• _WHAT IS REQUIRED_: Without the pictures, repeat all of the data exactly as it appears below.

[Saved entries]
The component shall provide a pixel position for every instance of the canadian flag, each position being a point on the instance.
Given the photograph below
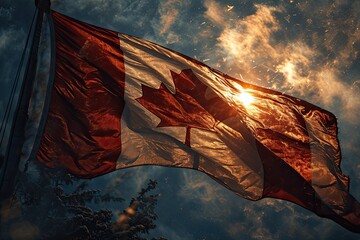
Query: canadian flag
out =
(119, 101)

• _ANSWER BOX_:
The component shall provide a pixel position for every instance of the canadian flag, each position being a point on the instance.
Given the photograph below
Query: canadian flag
out =
(119, 101)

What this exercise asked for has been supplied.